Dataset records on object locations
** begin **

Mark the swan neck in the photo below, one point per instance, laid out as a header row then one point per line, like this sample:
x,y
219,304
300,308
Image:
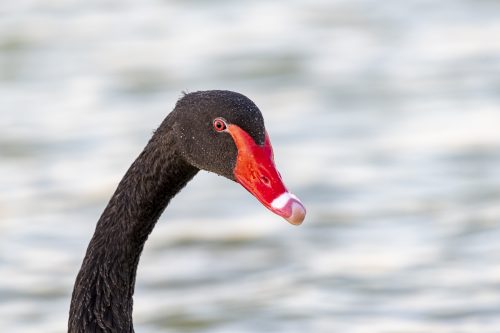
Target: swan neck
x,y
102,296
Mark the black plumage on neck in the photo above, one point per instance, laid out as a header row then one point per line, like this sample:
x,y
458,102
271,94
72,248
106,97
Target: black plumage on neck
x,y
102,296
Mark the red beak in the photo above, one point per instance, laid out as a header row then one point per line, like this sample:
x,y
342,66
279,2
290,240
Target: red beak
x,y
255,171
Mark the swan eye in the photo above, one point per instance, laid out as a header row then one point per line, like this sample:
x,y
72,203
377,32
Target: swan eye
x,y
219,124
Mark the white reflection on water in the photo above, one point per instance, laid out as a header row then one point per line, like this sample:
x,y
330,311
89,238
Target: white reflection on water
x,y
384,117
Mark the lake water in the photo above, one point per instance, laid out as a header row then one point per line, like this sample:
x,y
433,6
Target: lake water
x,y
385,120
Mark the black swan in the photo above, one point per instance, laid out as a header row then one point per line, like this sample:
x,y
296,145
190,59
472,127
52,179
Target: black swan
x,y
218,131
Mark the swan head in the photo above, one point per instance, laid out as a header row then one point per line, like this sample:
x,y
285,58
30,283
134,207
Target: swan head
x,y
223,132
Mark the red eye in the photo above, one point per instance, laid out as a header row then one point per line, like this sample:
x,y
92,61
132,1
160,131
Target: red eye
x,y
219,124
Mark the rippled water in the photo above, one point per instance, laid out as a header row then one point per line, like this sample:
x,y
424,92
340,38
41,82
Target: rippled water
x,y
385,119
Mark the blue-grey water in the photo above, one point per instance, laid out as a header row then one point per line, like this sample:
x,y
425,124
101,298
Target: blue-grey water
x,y
385,121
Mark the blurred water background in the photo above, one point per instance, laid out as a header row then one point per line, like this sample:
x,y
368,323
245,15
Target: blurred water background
x,y
385,120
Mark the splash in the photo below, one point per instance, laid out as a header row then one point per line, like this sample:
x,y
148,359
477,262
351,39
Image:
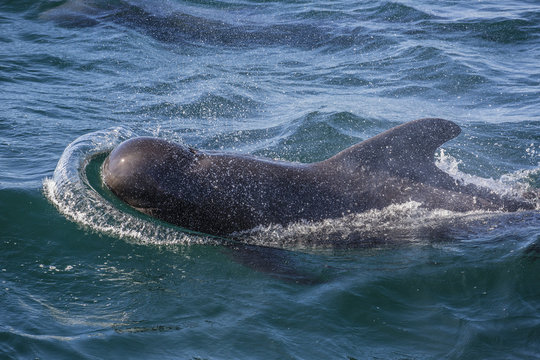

** end **

◆ What the task asks: Please convert all the records above into a Markdown table with the columns No. and Line, giving each line its own numbered row. Skip blank lines, and leave the pictures out.

◆ Complete output:
| No. | Line |
|---|---|
| 1 | Mark the swan neck in the photo below, one point per instance, laid out as a header row then one point per line, like this sample: |
| 2 | x,y |
| 3 | 219,304 |
| 4 | 300,308 |
| 5 | Image: |
| 6 | Target: swan neck |
| 7 | x,y |
| 8 | 102,296 |
| 9 | Mark the black plumage on neck in the photo above, one point per instance, laid out as a header row then one point per line, like this sample: |
| 10 | x,y |
| 11 | 458,102 |
| 12 | 271,94 |
| 13 | 72,248 |
| 14 | 106,97 |
| 15 | Target: black plumage on neck |
| 16 | x,y |
| 17 | 102,296 |
| 18 | Mark the red beak in the photo above, one point per instance, laid out as a header row then one point per line, like this sample: |
| 19 | x,y |
| 20 | 342,66 |
| 21 | 279,2 |
| 22 | 290,240 |
| 23 | Target: red beak |
| 24 | x,y |
| 25 | 255,171 |
| 26 | Mark the swan eye in the photo above, one point per instance, laid out as a header row then one point per line, like this sample: |
| 27 | x,y |
| 28 | 72,203 |
| 29 | 377,32 |
| 30 | Target: swan eye |
| 31 | x,y |
| 32 | 219,124 |
| 33 | Mark the white reflection on water in the photo above, one point per instance, laid out as a header row then one point per line, like this sample: |
| 34 | x,y |
| 35 | 330,311 |
| 36 | 89,238 |
| 37 | Target: white reflection on water |
| 38 | x,y |
| 39 | 384,117 |
| 40 | Mark the lake water in the photo above, one point per instance, laid out as a header row then one point per line, like this sample: |
| 41 | x,y |
| 42 | 433,6 |
| 43 | Target: lake water |
| 44 | x,y |
| 45 | 385,120 |
| 46 | Mark the black swan in the photo above, one point per instance, laid out as a header row then one point per line, like this sample: |
| 47 | x,y |
| 48 | 296,145 |
| 49 | 190,59 |
| 50 | 472,127 |
| 51 | 52,179 |
| 52 | Target: black swan |
| 53 | x,y |
| 54 | 218,131 |
| 55 | Mark the swan head in the photo above, one point per instance, laid out as a header row then one point per line, like this sample: |
| 56 | x,y |
| 57 | 285,58 |
| 58 | 30,283 |
| 59 | 134,207 |
| 60 | Target: swan head |
| 61 | x,y |
| 62 | 223,132 |
| 63 | Mark the red eye in the photo above, one point per instance, laid out as a header row then one point per line, like this sample: |
| 64 | x,y |
| 65 | 92,61 |
| 66 | 132,1 |
| 67 | 160,131 |
| 68 | Target: red eye |
| 69 | x,y |
| 70 | 219,124 |
| 71 | Mark the rippled water in the photo above, one point per instance, laid out as a header row then one point per line, like this sample: |
| 72 | x,y |
| 73 | 424,92 |
| 74 | 340,38 |
| 75 | 41,82 |
| 76 | Target: rippled water |
| 77 | x,y |
| 78 | 385,119 |
| 79 | Mark the blue-grey water in the photo above, one point per instance, laid out as a header row then one point per line, like this sample: |
| 80 | x,y |
| 81 | 425,124 |
| 82 | 101,298 |
| 83 | Target: blue-grey water |
| 84 | x,y |
| 85 | 385,121 |
| 86 | Mark the blurred water background in the photo above, one point per instance, laid out as a header row then one point per line, like this sample: |
| 87 | x,y |
| 88 | 368,323 |
| 89 | 245,15 |
| 90 | Target: blurred water background |
| 91 | x,y |
| 92 | 385,120 |
| 93 | Mark the splash in the photo below, one point per instance, laid out as a header row then one point per line, like this sample: |
| 94 | x,y |
| 95 | 148,359 |
| 96 | 477,262 |
| 97 | 351,39 |
| 98 | Image: |